* DIRECTIVE: Each entry that follows is to be retyped exactly. Pictures do not belong in the copy.
-- START --
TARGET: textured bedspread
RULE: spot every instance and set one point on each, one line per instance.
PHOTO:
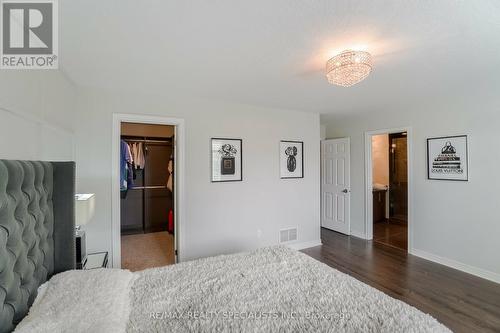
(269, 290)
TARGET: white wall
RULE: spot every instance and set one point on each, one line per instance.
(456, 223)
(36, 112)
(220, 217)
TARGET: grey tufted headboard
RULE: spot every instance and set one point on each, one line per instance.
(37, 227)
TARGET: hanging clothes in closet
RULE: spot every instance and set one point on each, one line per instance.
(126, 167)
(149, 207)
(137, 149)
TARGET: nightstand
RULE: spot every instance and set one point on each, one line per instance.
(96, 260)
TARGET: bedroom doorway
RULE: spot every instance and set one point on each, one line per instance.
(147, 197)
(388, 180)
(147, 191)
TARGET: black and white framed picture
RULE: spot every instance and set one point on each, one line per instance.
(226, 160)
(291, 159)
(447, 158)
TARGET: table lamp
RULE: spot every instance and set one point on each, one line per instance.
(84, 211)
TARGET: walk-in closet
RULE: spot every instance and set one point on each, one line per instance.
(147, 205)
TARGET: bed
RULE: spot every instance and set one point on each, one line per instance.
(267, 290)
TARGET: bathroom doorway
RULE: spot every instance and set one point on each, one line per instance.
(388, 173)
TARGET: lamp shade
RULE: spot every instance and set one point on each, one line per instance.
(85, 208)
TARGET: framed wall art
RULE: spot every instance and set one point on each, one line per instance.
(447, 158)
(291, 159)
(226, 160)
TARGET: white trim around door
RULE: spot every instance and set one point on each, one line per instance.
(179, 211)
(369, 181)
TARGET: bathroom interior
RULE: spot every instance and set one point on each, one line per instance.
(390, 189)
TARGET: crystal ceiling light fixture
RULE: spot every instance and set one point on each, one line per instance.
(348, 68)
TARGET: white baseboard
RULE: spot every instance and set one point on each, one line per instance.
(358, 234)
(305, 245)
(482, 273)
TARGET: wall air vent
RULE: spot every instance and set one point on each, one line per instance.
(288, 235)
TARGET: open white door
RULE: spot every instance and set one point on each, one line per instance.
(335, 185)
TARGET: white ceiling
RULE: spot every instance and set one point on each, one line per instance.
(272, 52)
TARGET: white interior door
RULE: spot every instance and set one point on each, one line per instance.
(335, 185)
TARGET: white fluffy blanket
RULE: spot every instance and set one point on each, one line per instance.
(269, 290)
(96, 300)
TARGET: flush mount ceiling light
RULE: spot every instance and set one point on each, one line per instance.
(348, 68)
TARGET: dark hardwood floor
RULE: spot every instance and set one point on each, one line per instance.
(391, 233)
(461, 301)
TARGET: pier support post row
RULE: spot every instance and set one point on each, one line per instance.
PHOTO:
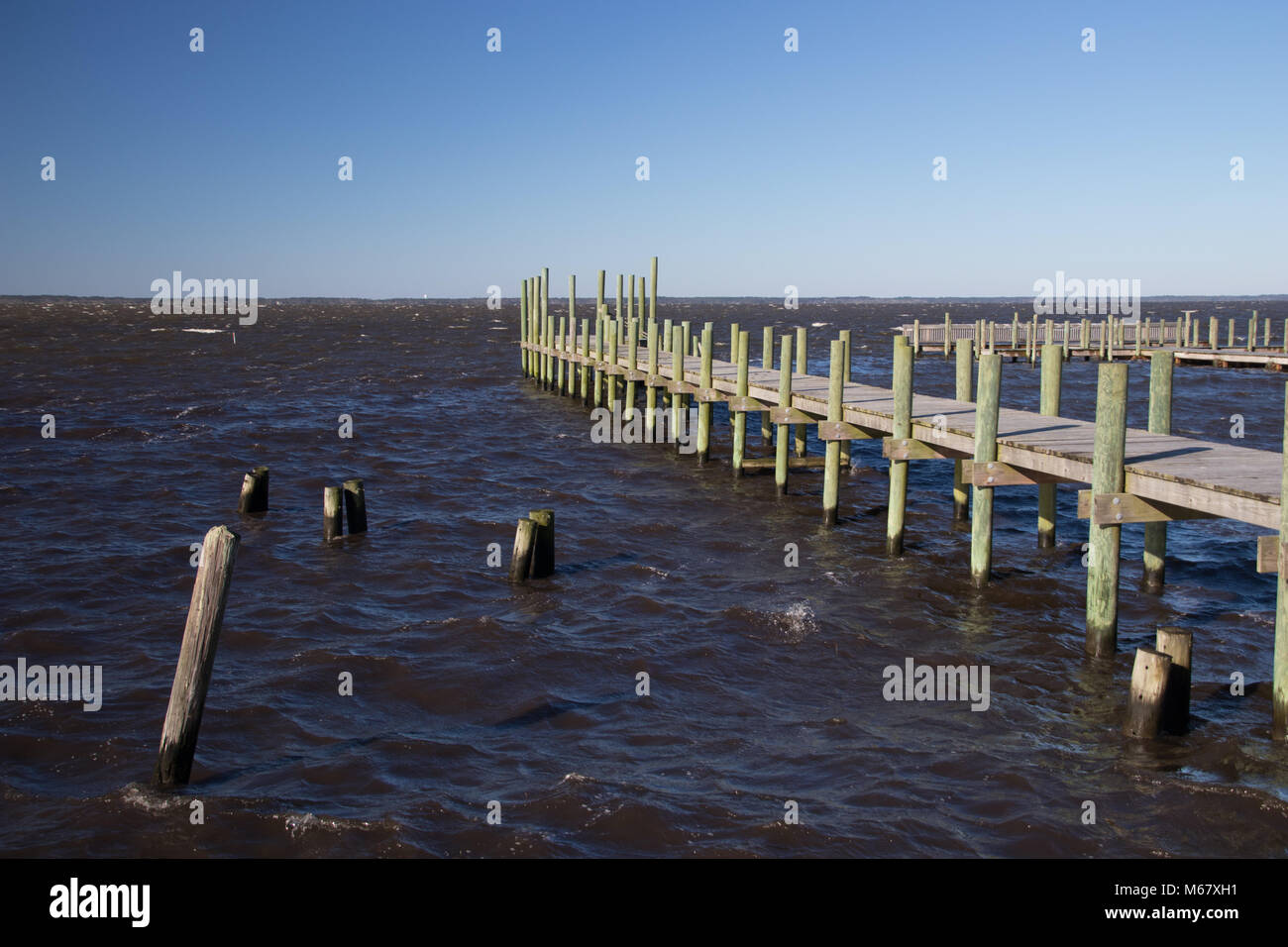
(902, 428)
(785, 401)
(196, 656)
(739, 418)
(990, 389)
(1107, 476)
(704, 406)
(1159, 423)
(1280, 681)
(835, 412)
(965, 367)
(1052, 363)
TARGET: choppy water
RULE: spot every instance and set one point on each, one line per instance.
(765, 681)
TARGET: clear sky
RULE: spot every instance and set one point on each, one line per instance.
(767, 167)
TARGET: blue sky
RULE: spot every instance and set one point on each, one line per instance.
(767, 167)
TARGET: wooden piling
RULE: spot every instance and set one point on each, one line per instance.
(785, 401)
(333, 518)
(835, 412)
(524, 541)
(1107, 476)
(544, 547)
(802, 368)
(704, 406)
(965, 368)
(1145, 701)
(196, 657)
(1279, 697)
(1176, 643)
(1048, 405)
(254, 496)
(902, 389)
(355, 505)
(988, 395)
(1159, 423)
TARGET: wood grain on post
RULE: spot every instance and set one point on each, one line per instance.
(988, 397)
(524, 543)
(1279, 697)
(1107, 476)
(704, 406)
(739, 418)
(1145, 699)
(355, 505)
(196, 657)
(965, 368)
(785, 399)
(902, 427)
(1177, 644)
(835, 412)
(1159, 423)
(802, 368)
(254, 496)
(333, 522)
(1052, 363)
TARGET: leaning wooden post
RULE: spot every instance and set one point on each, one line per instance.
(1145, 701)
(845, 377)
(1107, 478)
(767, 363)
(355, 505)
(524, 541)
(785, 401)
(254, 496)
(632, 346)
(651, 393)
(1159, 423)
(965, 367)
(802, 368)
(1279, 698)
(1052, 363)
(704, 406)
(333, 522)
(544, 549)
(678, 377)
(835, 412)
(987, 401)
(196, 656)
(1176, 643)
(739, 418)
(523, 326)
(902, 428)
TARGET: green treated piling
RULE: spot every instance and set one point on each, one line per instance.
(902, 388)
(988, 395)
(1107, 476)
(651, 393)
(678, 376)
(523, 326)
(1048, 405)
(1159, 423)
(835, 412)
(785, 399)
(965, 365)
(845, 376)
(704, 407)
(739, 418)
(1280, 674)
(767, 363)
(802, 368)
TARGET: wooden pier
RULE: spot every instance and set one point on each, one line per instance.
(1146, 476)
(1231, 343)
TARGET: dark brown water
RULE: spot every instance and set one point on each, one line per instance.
-- END --
* WRITTEN SOLUTION:
TARGET: textured bedspread
RULE: spot every instance and set one point on each, one line per instance.
PHOTO:
(269, 290)
TARGET: white wall
RULE: spot every instance and set one point on each, one line per instance.
(456, 223)
(36, 112)
(220, 217)
TARGET: grey tufted headboard
RULE: spot every instance and set one point on each, one line per instance.
(37, 227)
TARGET: hanging clothes in closet
RULE: spot every instance and set one point on each, one line per instance.
(126, 167)
(149, 207)
(137, 149)
TARGET: nightstand
RULE: spot every instance and set one point on each, one line per instance.
(96, 260)
TARGET: bedroom doorway
RULE: spot every instance and set one point on each, one line per instance.
(147, 197)
(388, 180)
(147, 191)
TARGET: black and white framed picture
RULE: spot every instance and set one point on each, one line per instance.
(226, 160)
(291, 159)
(447, 158)
TARGET: table lamp
RULE: spot every instance and set one point on each, one line per instance.
(84, 211)
TARGET: walk-in closet
RULE: spot every instance and set one point on each, one line per instance.
(147, 205)
TARGET: bed
RULE: spot every instance and set one point on each, one line per instance.
(267, 290)
TARGET: bathroom doorway
RULE: spot every instance and set one point on each, one line per instance.
(388, 173)
TARGET: lamp shade
RULE: spot every instance and set one point on each, one line per instance.
(85, 208)
TARGET: framed wall art
RULE: spot every instance and set one point on each, one line per instance.
(447, 158)
(291, 159)
(226, 160)
TARGET: white trim around door
RULE: spot every instance and set one point on each, one line per instance.
(179, 211)
(369, 181)
TARGET: bathroom interior
RULE: spot every instance and set one point on each, one line per instance.
(390, 189)
TARGET: crystal ceiling light fixture
RULE: spot every instance and set one point on each, one line per instance.
(348, 68)
TARGET: white baseboard
RULE: spot every instance and set one point on each, one line per instance.
(358, 234)
(305, 245)
(482, 273)
TARGET: wall air vent
RULE: spot every instance and set one point on each, one line per instance.
(288, 235)
TARGET: open white door
RULE: spot every instance and set one point on each, one line per instance.
(335, 185)
TARGET: white ceiling
RULE: spot every instance and set one point on each, one line per instance.
(272, 52)
TARGET: white interior door
RULE: spot every instance and set one point on each, one line per instance.
(335, 185)
TARGET: white fluffy blanket
RULE: spot every instance and set one point on each, one line per instance.
(269, 290)
(96, 300)
TARGET: flush mount ceiling light
RULE: spot every instance and set one point on each, one line per instance.
(348, 68)
TARGET: dark hardwood floor
RULE: spot every instance and set one point on each, one line per instance.
(391, 233)
(461, 301)
TARGET: pier support post row
RULE: spot every instance and set one point on each, one line per instance.
PHOTO:
(902, 428)
(785, 401)
(196, 656)
(739, 418)
(990, 389)
(1107, 476)
(704, 406)
(1159, 423)
(1280, 681)
(835, 412)
(965, 367)
(1052, 363)
TARGET: choppy water
RULE: spot every instance and set one point on each, one line per instance.
(765, 681)
TARGET: clear sky
RULE: spot every instance and set one point on each, one line per instance.
(767, 167)
TARGET: blue sky
RULE: spot every instance and set one point on each, one line per instance.
(767, 167)
TARGET: wooden piling
RULE: spot every instance and set one point on each, one line per instance.
(785, 401)
(333, 518)
(835, 412)
(524, 541)
(1107, 476)
(544, 547)
(802, 368)
(704, 406)
(965, 368)
(1145, 701)
(196, 657)
(1279, 697)
(1176, 643)
(1048, 405)
(254, 496)
(902, 389)
(355, 505)
(988, 395)
(1159, 423)
TARGET: wood grain on post
RULE: spot every instance and set one point on each, one line per instance.
(988, 397)
(524, 543)
(1279, 697)
(1107, 476)
(704, 406)
(739, 418)
(1145, 699)
(355, 505)
(196, 657)
(965, 368)
(785, 399)
(902, 427)
(1177, 644)
(835, 412)
(1159, 423)
(802, 368)
(254, 496)
(333, 522)
(1052, 363)
TARGET: leaning wooden post
RULE: spot every instance and set one point on each, one line per instance.
(1145, 701)
(845, 377)
(1107, 478)
(767, 363)
(355, 505)
(524, 541)
(785, 401)
(254, 496)
(632, 346)
(651, 393)
(1159, 423)
(965, 367)
(802, 368)
(1279, 698)
(1052, 363)
(704, 406)
(333, 522)
(544, 549)
(678, 377)
(835, 412)
(987, 401)
(196, 656)
(1176, 643)
(739, 418)
(523, 326)
(902, 428)
TARGET: green treated piling
RULE: spot every instance and set one point on each, one line per instance.
(902, 388)
(988, 395)
(1107, 476)
(651, 393)
(678, 376)
(523, 326)
(1048, 405)
(1159, 423)
(835, 412)
(785, 399)
(965, 365)
(845, 376)
(704, 407)
(739, 418)
(1280, 674)
(767, 363)
(802, 368)
TARGET: wooden pier
RULE: spot every instance and set one point on each, one line per instance.
(1146, 476)
(1231, 343)
TARGET: dark brown water
RULE: spot every instance and set one point on each, one line per instance.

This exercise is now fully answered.